START Source data

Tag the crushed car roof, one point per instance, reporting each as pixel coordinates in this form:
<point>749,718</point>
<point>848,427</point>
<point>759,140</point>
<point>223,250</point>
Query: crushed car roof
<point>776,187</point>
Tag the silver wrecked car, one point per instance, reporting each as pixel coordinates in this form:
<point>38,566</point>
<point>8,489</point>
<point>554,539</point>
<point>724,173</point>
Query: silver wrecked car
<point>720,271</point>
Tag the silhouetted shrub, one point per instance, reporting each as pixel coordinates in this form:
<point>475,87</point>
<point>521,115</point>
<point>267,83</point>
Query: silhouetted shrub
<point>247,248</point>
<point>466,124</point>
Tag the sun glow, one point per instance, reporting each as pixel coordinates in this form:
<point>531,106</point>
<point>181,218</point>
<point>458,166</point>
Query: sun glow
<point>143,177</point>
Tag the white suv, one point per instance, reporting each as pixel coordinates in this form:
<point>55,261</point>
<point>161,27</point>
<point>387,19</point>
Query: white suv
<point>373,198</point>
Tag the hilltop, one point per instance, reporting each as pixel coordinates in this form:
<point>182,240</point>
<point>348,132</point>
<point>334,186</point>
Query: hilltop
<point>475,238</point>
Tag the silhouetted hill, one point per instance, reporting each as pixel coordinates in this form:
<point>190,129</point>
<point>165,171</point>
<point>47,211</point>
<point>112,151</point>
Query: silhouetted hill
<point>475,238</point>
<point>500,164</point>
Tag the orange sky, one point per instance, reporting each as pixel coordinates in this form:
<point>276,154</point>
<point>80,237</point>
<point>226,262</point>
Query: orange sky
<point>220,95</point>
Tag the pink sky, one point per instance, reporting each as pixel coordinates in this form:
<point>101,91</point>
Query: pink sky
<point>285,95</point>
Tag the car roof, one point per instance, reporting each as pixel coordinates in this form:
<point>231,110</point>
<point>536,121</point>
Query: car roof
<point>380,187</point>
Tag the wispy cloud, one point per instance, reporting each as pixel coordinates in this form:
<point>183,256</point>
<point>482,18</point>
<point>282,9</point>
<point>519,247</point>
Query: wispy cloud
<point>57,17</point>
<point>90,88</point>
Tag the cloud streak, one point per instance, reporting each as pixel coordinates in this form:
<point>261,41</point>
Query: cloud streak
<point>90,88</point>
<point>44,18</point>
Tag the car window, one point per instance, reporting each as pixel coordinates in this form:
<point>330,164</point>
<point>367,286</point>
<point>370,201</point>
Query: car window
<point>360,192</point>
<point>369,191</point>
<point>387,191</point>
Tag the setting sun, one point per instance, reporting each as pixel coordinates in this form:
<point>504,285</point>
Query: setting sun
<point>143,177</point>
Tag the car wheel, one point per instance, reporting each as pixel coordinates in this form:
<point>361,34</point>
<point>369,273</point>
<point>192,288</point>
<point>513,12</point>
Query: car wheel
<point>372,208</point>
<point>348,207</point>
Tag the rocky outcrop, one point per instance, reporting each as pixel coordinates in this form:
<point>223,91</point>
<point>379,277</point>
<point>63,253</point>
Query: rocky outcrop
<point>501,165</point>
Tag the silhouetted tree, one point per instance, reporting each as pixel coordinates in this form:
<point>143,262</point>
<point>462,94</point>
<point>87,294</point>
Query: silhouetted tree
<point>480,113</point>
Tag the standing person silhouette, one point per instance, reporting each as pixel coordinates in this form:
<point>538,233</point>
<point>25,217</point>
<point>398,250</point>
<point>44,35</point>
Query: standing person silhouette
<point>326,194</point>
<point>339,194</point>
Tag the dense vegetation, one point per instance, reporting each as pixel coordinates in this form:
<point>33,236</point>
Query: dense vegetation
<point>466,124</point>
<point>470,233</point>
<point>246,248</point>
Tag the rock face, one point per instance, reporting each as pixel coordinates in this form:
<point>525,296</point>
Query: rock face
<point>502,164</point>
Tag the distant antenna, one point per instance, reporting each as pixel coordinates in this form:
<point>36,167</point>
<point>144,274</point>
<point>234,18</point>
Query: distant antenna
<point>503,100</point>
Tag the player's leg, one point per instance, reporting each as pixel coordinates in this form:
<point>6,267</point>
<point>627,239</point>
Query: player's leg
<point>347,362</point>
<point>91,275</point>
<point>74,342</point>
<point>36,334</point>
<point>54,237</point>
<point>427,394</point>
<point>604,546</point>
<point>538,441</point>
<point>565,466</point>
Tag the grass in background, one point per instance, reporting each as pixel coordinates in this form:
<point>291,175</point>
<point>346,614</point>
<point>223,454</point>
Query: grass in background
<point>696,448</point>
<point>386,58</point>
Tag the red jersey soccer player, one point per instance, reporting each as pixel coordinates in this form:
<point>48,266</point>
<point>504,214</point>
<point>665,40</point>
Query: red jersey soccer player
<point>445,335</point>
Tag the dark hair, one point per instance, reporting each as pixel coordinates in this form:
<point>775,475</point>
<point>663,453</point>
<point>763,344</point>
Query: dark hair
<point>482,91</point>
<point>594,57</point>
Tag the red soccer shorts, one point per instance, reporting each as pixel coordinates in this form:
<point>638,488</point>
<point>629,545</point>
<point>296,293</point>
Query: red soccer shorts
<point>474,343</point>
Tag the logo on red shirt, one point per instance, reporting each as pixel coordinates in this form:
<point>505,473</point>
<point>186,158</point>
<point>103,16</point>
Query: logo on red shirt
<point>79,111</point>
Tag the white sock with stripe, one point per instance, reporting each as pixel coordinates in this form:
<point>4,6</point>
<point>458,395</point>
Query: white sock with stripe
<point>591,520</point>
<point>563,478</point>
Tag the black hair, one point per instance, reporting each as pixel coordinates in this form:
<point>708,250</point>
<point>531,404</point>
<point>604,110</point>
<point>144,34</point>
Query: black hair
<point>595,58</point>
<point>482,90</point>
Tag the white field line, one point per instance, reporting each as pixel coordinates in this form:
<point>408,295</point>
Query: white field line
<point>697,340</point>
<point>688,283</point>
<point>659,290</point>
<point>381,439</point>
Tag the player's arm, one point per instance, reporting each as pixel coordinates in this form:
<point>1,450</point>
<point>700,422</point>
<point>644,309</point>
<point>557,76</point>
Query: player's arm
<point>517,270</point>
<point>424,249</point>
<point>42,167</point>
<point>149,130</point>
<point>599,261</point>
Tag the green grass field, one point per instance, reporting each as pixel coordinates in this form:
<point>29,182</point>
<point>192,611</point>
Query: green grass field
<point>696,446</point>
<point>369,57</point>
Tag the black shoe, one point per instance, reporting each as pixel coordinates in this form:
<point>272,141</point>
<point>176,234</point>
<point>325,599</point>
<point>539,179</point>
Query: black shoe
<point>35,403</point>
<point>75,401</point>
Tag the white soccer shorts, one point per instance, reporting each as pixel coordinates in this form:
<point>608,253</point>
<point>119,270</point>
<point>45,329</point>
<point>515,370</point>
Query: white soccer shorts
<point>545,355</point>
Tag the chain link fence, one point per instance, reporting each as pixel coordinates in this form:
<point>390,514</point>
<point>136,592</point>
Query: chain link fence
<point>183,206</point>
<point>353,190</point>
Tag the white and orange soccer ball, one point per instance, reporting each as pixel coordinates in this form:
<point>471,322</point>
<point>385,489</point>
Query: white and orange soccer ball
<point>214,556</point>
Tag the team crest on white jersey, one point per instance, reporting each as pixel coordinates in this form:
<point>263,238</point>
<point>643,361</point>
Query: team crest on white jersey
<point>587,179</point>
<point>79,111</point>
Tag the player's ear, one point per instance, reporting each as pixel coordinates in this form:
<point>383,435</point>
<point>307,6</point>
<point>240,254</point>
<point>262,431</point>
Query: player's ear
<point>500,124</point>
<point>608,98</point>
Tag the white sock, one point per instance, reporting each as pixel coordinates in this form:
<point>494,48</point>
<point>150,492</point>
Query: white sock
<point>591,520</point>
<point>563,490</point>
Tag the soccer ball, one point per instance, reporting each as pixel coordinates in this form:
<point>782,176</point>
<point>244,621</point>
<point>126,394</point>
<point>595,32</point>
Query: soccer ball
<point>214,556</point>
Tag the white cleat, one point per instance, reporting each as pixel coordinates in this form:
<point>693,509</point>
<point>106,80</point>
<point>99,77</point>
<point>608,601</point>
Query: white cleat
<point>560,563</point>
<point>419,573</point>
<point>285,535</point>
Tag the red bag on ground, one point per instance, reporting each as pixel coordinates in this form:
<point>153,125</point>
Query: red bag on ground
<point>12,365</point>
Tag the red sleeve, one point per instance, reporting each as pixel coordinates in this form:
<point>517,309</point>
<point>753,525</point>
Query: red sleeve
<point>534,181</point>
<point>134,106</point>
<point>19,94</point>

END Source data

§ Task directions
Would you print exactly the lines from the first line of the entries above through the line that has "<point>112,151</point>", both included, and stop there?

§ Output for this exercise
Tag the crushed car roof, one point per instance, reporting each as pixel coordinates in this form:
<point>749,718</point>
<point>848,427</point>
<point>759,140</point>
<point>223,250</point>
Query: crushed car roof
<point>776,187</point>
Tag the silver wrecked car, one point per instance, reporting each as pixel coordinates in this form:
<point>38,566</point>
<point>8,489</point>
<point>554,539</point>
<point>724,173</point>
Query: silver wrecked car
<point>720,271</point>
Tag the silhouetted shrub, one point per instance, reporting each as pixel coordinates in this form:
<point>475,87</point>
<point>521,115</point>
<point>267,83</point>
Query: silhouetted shrub
<point>247,248</point>
<point>466,124</point>
Tag the sun glow, one point per instance, reporting each as pixel coordinates in this form:
<point>531,106</point>
<point>181,218</point>
<point>458,166</point>
Query: sun glow
<point>143,177</point>
Tag the white suv, one point per instance, reporting each as pixel coordinates in this form:
<point>55,261</point>
<point>161,27</point>
<point>387,19</point>
Query: white suv
<point>373,198</point>
Tag the hilltop, one point per instance, reporting each as pixel coordinates in this form:
<point>182,240</point>
<point>348,132</point>
<point>334,186</point>
Query: hilltop
<point>475,238</point>
Tag the silhouetted hill, one point per instance, reporting each as pixel coordinates in this form:
<point>190,129</point>
<point>165,171</point>
<point>47,211</point>
<point>112,151</point>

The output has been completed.